**WORK TO COMPLETE:** Format the material from its first line through the line containing "point(71, 334)", both included, as a JSON list of strings with one string per line and blank lines omitted.

>> begin RECORDS FOR THIS EXERCISE

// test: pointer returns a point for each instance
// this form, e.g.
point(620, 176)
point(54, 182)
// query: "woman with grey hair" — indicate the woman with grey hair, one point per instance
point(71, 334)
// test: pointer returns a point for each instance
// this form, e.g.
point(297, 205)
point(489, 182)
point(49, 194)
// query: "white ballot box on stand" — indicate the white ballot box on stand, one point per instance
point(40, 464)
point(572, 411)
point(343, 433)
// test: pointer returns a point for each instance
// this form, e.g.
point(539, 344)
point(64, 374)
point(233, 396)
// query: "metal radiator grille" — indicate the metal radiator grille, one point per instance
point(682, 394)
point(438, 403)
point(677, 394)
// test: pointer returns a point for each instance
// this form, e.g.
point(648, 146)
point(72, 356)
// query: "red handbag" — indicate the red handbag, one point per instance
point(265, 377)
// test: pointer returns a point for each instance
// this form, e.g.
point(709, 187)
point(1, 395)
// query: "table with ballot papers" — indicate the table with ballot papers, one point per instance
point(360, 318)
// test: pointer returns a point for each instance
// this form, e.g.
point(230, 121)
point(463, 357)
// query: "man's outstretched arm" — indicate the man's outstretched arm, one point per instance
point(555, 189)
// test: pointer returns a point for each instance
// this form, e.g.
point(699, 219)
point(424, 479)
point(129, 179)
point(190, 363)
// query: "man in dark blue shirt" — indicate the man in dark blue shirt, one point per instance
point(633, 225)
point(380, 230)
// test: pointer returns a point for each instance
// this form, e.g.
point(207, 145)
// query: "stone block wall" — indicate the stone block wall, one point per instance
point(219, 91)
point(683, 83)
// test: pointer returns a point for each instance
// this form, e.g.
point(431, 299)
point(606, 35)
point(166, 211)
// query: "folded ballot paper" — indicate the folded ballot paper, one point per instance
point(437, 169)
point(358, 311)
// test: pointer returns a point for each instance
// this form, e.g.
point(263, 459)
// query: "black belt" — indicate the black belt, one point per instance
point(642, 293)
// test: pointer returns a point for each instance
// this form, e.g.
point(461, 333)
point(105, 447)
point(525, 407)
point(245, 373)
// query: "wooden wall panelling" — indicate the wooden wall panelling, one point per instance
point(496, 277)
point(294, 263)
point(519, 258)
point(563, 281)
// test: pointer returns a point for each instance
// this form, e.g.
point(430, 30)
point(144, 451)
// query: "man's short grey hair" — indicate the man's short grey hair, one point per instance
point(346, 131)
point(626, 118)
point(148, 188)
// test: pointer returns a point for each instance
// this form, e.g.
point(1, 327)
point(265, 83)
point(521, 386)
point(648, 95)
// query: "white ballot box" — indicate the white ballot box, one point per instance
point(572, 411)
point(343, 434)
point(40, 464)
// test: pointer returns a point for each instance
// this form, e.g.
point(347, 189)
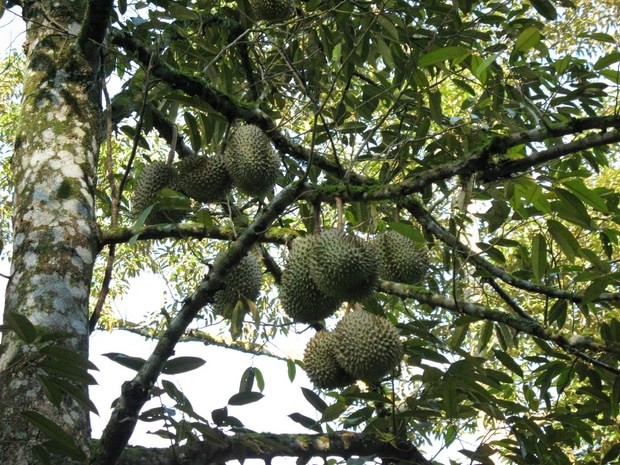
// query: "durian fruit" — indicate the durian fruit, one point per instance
point(205, 179)
point(344, 266)
point(400, 258)
point(273, 10)
point(321, 365)
point(301, 299)
point(152, 179)
point(251, 162)
point(242, 281)
point(366, 346)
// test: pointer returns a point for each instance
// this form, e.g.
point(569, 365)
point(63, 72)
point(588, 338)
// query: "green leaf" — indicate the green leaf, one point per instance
point(174, 393)
point(314, 399)
point(450, 400)
point(607, 60)
point(247, 380)
point(178, 365)
point(558, 312)
point(219, 416)
point(194, 132)
point(572, 209)
point(485, 336)
point(55, 433)
point(539, 256)
point(529, 37)
point(243, 398)
point(564, 238)
point(595, 289)
point(508, 362)
point(545, 8)
point(611, 455)
point(22, 326)
point(306, 422)
point(442, 54)
point(133, 363)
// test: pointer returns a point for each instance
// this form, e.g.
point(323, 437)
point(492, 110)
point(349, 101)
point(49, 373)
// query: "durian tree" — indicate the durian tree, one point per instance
point(428, 190)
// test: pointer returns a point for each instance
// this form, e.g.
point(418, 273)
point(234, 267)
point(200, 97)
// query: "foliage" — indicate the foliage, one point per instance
point(485, 131)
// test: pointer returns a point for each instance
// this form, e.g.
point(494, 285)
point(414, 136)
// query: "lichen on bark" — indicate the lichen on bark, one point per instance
point(55, 246)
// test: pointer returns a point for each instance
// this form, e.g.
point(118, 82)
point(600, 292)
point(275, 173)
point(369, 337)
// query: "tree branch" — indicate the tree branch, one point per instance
point(433, 226)
point(135, 393)
point(265, 446)
point(230, 108)
point(572, 343)
point(94, 29)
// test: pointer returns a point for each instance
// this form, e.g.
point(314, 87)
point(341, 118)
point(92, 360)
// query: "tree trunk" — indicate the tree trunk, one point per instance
point(55, 235)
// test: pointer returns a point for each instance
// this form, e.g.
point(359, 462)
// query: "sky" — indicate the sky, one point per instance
point(208, 387)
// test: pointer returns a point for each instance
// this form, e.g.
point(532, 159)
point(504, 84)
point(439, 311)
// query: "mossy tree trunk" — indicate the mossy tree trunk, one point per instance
point(55, 235)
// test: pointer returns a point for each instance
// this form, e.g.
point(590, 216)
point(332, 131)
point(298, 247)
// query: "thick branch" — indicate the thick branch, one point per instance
point(136, 392)
point(121, 235)
point(510, 167)
point(94, 28)
point(206, 339)
point(265, 446)
point(524, 325)
point(433, 226)
point(227, 106)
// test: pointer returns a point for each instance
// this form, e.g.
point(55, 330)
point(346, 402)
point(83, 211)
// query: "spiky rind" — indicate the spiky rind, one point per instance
point(344, 266)
point(400, 258)
point(205, 179)
point(251, 161)
point(366, 346)
point(242, 281)
point(321, 365)
point(273, 10)
point(301, 298)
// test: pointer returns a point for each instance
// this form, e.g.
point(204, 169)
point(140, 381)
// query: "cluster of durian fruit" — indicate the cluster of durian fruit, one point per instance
point(332, 267)
point(249, 163)
point(273, 10)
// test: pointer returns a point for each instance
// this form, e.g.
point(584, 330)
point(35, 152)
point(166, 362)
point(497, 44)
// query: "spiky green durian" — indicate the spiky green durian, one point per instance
point(301, 298)
point(242, 281)
point(273, 10)
point(400, 258)
point(147, 191)
point(343, 266)
point(251, 161)
point(366, 346)
point(321, 365)
point(205, 179)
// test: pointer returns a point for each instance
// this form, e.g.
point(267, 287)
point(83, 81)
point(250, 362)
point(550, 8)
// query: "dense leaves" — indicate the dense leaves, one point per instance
point(486, 132)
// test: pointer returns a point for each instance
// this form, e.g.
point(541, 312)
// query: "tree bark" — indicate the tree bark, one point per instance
point(55, 235)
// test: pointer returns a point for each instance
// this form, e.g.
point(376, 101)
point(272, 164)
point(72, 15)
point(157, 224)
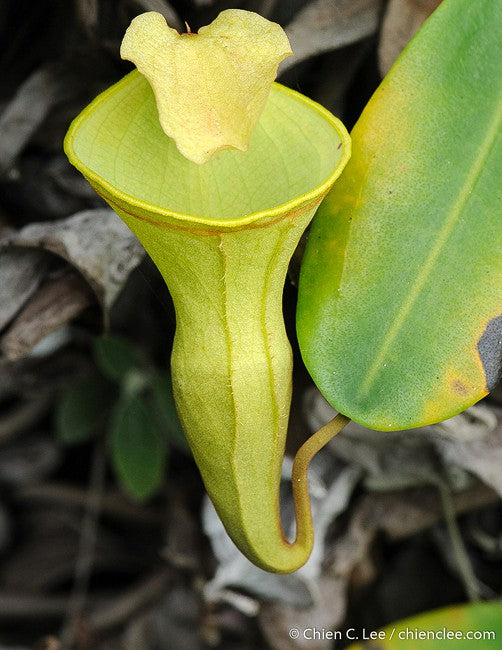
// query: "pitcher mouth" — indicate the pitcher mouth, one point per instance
point(150, 178)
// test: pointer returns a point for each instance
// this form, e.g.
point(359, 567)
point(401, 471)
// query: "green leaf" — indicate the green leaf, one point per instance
point(401, 286)
point(115, 357)
point(461, 626)
point(138, 449)
point(83, 410)
point(164, 408)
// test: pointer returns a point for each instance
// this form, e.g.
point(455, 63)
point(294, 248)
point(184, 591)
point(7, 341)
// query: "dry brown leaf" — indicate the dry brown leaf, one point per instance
point(326, 25)
point(402, 19)
point(24, 114)
point(56, 303)
point(21, 273)
point(95, 242)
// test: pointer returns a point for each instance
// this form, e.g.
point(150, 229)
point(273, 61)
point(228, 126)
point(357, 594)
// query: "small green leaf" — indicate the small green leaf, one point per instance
point(83, 410)
point(138, 450)
point(165, 410)
point(476, 625)
point(115, 357)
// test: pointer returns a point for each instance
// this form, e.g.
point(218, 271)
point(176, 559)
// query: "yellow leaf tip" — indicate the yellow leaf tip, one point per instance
point(211, 88)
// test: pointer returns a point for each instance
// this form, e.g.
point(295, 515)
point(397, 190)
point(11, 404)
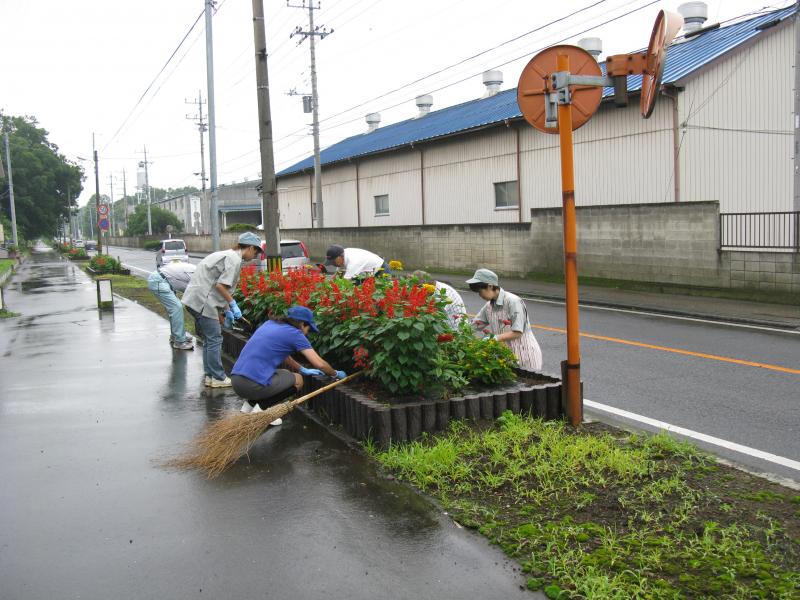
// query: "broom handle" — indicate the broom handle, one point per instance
point(302, 399)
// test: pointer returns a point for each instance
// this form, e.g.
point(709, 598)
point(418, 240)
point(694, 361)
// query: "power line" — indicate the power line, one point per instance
point(171, 56)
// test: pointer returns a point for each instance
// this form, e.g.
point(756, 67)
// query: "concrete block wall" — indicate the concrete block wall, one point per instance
point(779, 271)
point(667, 243)
point(501, 247)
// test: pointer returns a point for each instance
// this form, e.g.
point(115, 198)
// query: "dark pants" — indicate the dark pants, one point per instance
point(280, 387)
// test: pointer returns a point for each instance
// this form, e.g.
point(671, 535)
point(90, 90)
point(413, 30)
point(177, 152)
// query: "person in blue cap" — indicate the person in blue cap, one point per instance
point(265, 373)
point(209, 295)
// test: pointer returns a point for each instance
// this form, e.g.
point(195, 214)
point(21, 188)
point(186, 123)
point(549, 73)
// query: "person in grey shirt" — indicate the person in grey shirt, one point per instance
point(164, 282)
point(209, 295)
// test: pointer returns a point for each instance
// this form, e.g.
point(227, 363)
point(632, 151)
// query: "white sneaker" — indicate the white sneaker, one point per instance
point(220, 382)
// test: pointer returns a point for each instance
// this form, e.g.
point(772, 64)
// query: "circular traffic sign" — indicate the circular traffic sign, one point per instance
point(665, 28)
point(535, 82)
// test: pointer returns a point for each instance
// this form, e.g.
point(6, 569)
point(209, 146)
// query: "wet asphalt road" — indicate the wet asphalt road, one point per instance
point(92, 401)
point(752, 406)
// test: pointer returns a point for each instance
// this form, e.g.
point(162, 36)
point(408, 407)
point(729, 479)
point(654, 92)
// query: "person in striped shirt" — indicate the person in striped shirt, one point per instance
point(504, 317)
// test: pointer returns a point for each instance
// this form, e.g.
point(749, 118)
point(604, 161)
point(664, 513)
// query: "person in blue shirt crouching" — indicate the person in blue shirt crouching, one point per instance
point(265, 373)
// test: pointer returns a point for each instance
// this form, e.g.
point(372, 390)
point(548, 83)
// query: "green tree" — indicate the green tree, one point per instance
point(159, 218)
point(46, 184)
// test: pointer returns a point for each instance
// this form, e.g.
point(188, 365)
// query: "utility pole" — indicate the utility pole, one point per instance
point(111, 204)
point(311, 34)
point(147, 194)
point(203, 127)
point(97, 199)
point(11, 194)
point(125, 198)
point(212, 133)
point(270, 215)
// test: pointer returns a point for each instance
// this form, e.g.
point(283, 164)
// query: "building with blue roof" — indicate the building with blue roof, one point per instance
point(722, 130)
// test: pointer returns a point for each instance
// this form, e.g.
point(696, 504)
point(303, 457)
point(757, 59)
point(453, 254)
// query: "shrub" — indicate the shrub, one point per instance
point(395, 329)
point(104, 264)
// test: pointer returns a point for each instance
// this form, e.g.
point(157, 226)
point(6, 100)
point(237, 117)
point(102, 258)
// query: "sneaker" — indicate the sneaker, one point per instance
point(220, 382)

>> end RECORDS FOR THIS EXERCISE

**ANSWER:**
[
  "// test: pointer returns a point for each instance",
  "// this form, e.g.",
  "point(620, 176)",
  "point(54, 182)",
  "// query: \"woman with grey hair\" — indicate the woman with grey hair, one point per instance",
  "point(71, 334)"
]